WHAT IS REQUIRED:
The first line of the entries through the line bearing "shaped like [402,315].": copy these lines exactly and return nothing else.
- - -
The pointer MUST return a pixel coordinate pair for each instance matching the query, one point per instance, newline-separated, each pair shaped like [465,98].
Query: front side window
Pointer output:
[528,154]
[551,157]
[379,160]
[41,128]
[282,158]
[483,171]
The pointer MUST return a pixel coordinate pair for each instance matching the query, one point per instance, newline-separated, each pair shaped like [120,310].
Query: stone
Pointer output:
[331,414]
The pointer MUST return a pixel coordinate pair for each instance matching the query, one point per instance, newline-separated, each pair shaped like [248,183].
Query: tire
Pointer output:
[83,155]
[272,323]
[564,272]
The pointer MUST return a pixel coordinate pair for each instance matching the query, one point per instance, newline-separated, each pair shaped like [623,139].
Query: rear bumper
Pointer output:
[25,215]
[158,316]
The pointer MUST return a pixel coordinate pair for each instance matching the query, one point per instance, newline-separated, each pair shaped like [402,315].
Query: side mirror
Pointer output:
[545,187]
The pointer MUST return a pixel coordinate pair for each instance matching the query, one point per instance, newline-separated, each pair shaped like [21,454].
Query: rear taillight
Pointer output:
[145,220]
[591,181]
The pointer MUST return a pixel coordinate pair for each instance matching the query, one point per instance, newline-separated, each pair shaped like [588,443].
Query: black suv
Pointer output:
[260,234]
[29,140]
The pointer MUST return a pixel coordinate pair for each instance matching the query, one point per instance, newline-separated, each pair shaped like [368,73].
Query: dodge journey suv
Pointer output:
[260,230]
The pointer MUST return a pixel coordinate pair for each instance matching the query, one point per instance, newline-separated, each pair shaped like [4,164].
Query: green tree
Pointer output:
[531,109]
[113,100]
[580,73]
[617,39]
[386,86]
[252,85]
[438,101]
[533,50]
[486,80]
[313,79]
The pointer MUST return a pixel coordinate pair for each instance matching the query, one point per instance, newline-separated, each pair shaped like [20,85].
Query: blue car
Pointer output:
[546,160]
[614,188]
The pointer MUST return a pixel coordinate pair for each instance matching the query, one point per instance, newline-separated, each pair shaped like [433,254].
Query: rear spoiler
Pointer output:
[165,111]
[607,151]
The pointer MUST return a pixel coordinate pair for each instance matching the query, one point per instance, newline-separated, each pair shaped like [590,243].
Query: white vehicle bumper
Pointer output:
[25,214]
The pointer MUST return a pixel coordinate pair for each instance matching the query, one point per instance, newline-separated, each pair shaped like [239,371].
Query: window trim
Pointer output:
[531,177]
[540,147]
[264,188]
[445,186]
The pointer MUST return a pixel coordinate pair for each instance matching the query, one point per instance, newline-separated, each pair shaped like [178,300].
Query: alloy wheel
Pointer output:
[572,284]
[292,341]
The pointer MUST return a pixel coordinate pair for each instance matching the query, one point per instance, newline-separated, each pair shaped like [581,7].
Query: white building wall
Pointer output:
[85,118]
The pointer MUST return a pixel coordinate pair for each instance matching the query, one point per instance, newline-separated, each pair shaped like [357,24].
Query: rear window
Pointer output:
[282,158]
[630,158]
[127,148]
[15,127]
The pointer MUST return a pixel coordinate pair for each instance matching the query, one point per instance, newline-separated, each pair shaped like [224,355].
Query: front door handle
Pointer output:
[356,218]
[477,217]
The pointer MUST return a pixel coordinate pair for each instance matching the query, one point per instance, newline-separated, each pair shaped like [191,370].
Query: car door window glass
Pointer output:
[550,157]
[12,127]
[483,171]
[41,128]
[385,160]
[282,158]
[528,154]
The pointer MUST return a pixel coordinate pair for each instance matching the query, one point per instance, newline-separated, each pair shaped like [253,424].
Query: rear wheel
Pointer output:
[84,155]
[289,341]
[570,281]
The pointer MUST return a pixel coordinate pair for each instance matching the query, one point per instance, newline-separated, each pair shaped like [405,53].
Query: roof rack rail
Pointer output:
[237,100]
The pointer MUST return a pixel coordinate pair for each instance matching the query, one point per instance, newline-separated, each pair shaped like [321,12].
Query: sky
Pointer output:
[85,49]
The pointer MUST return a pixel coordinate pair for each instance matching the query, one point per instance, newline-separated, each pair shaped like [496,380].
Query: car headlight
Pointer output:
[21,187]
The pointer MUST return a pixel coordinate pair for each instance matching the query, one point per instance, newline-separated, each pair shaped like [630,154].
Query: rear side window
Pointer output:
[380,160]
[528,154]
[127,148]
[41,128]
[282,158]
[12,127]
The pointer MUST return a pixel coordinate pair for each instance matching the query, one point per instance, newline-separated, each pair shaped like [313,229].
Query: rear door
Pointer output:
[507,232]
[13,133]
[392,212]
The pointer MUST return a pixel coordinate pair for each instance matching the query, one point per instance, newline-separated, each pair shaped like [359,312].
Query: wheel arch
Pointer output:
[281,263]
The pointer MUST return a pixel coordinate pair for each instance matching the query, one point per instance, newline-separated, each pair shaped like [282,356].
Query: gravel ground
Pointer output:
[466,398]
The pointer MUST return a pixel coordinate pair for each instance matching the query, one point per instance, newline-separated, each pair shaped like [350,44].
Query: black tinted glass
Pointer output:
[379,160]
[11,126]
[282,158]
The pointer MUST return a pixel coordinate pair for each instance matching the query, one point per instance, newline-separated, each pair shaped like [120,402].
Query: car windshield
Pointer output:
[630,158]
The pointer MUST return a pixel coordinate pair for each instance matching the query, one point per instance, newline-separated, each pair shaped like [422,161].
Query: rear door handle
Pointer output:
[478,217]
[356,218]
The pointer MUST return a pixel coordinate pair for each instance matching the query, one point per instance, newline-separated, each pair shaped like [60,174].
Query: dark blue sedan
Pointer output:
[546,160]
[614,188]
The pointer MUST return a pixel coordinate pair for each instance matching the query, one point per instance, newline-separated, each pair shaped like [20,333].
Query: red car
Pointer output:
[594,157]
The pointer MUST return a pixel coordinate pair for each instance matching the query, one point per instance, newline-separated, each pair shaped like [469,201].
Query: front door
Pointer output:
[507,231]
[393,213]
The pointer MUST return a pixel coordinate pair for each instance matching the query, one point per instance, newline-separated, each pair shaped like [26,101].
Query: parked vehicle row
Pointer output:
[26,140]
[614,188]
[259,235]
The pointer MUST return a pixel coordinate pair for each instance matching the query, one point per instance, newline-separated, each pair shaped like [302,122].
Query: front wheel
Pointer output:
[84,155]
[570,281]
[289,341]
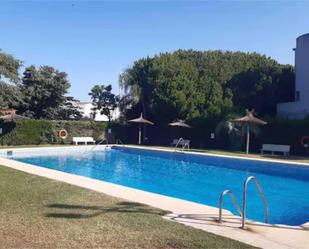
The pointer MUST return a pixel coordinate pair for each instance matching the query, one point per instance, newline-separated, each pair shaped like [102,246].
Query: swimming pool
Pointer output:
[196,178]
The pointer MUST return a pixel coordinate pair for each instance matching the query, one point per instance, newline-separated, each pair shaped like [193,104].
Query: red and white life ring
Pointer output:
[63,134]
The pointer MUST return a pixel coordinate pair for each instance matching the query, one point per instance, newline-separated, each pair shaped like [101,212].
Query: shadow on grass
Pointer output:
[82,211]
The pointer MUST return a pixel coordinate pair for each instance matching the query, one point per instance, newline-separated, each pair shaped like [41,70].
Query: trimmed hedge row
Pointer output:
[27,132]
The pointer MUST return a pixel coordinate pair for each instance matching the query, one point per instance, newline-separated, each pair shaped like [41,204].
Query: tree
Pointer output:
[10,96]
[191,84]
[104,100]
[45,92]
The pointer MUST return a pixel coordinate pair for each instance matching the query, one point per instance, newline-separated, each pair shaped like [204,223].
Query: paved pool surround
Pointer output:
[189,213]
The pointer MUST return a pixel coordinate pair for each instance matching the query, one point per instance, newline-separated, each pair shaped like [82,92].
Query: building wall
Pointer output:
[300,108]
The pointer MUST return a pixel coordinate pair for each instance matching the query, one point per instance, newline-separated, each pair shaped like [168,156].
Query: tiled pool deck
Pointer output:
[189,213]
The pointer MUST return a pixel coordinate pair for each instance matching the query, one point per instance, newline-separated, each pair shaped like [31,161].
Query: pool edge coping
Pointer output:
[117,191]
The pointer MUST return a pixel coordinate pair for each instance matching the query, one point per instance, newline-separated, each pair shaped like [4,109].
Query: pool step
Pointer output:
[244,206]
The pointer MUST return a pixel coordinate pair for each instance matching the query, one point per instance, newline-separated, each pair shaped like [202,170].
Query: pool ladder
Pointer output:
[244,206]
[184,145]
[118,141]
- - -
WRITTEN SOLUTION:
The pointer MUST return a pixel coordinate pair for each instance matching the query, one point per instance, newline-separated, each pair shaped like [465,98].
Query: front side window
Pointer output:
[528,154]
[551,157]
[379,160]
[41,128]
[282,158]
[483,171]
The pointer MUST return a pixel coordinate pair for each instance matching the query, one point per instance, newline-separated, each pair shaped like [120,310].
Query: stone
Pointer output:
[331,414]
The pointer MUST return a pixel coordinate pair for each instance matching the query, one point per instance, newline-separated, each pair shaped like [248,183].
Query: tire
Pointer output:
[83,155]
[272,323]
[564,272]
The pointer MUST return a pixel coordinate pair for each instance matching the query, one point per instance, newline-separated, each pair shaped like [623,139].
Query: rear bumper
Pointer output:
[25,215]
[158,316]
The pointer MUST return a pixel coordinate pair for each instance matching the query, one point per instance, newline-separated, each pair shaped like [402,315].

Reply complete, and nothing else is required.